(Stored records)
________
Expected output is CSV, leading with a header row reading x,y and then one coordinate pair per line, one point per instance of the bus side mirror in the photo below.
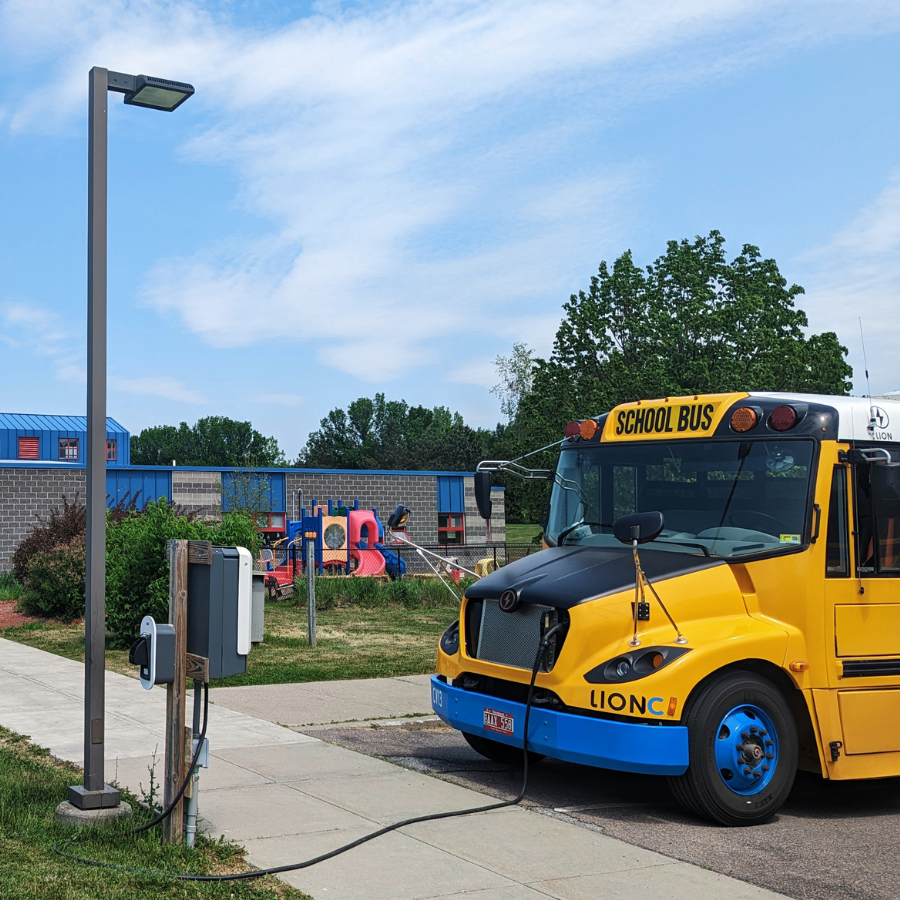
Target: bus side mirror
x,y
640,527
483,494
398,517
________
_What needs to be done_:
Set down the data again, exactly, without images.

_Expected answer_:
Expected output is CSV, leading with a header row reading x,y and then one coordinate pair per line, one point per instance of the bus side mirror in the photo below.
Target: bus side mirror
x,y
640,527
483,494
398,517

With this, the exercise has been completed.